Given passage:
It is two o’clock on a Thursday afternoon and the children are getting restless. Running through your home and screaming at the top of their lungs as they leap from the backs of couches inevitably landing face first on the carpet. You’re wildly overwhelmed and just as you think you’ve gotten them settled down the children have grabbed every teddy, Barbie, and building block in sight to use as a weapon against you, sending imaginary bullets through the legs of their stuffed animals in your direction. Now, before you throw your arms up and scream “ENOUGH” or walk into the kitchen to bang your head exhaustedly against the wall, stop and breathe.

Whether you do child care in a center, out of your home, or are simply dealing with your own children, I’m sure you are no stranger to temper tantrums, out of control play, or the drowning urge to lose your cool. First, know that you are not alone. You are not the first, nor will you ever be the last parent or provider to reach your breaking point when attempting to control an unruly child. Here at Action for Children, we know a thing or two about kids and the joy they bring as well as the stress that comes along with raising them. For this reason I’m offering you a few simple ways to help manage your stress so that you can continue to offer love and support to the children in your life.

Take a deep breath. That’s right, it’s that easy. Many of us don’t realize how crucial deep breathing is to our health. Taking full deep breaths consciously and often, increases oxygen to all of the cells in the body as well as to the brain. According to Marcelle Pick, an OB/GYN NP from Women to Women, stress and anxiety affect our sympathetic nervous system by triggering our “fight or flight” responses. These responses are responsible for making us lose our temper usually causing us to shout and scream. They are fast reactions to temporary feelings that can often effect children long term. Deep breathing soothes this process by awaking our parasympathetic nervous system which communicates to our brain that everything is alright. This replaces anger with a sense of calm, restoring equilibrium and slowing our heart rate. If you can remember to breathe before you react then you can ensure that you’re handling a difficult situation properly with a level head.

Exercise aim: According to the passage on handling stress with children, which part of the nervous system does deep breathing awaken?

Dataset excerpts:
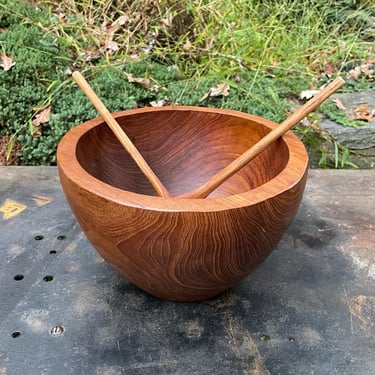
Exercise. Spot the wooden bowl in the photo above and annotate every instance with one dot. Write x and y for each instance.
(182, 249)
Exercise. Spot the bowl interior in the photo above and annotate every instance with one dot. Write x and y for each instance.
(184, 148)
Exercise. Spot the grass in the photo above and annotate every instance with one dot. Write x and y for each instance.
(266, 51)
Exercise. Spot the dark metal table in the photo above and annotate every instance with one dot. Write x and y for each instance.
(309, 309)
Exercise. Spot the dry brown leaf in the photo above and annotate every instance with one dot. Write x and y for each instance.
(364, 69)
(6, 61)
(142, 81)
(115, 26)
(41, 117)
(111, 47)
(160, 103)
(329, 69)
(187, 45)
(363, 113)
(307, 94)
(339, 104)
(222, 89)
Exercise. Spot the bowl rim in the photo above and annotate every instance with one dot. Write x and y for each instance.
(293, 172)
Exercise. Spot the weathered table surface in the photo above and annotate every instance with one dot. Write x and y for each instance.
(309, 309)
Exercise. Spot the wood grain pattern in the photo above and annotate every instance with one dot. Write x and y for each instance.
(182, 249)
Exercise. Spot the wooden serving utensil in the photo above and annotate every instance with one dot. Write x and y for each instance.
(204, 190)
(121, 135)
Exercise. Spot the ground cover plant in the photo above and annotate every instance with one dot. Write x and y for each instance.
(253, 56)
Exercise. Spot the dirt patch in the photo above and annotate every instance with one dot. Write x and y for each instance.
(13, 156)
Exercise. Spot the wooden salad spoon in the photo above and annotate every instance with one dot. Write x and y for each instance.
(121, 135)
(215, 181)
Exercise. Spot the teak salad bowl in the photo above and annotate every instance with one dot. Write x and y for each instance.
(175, 248)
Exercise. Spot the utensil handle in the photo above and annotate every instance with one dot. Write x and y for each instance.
(121, 135)
(215, 181)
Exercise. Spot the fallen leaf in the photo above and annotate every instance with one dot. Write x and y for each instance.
(187, 45)
(365, 69)
(41, 117)
(355, 73)
(307, 94)
(6, 61)
(111, 46)
(115, 26)
(221, 89)
(339, 104)
(363, 113)
(142, 81)
(160, 103)
(329, 69)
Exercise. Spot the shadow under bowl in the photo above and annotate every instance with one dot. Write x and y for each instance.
(182, 249)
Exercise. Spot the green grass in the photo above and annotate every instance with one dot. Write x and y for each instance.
(266, 51)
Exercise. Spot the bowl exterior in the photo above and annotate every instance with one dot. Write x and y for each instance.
(183, 256)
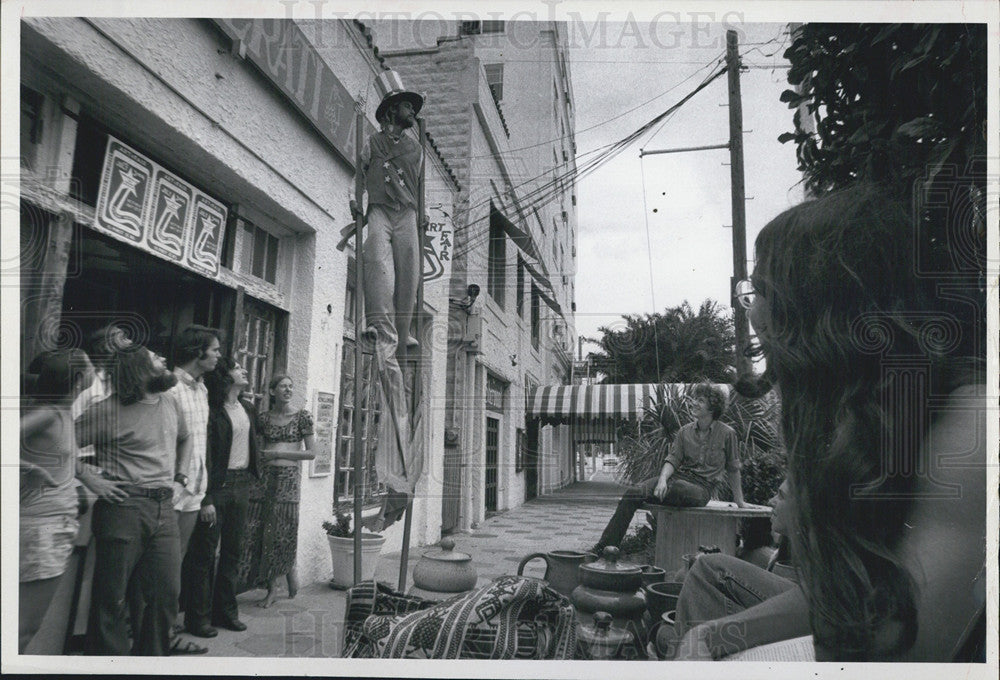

Result below: The parasympathetic nervous system.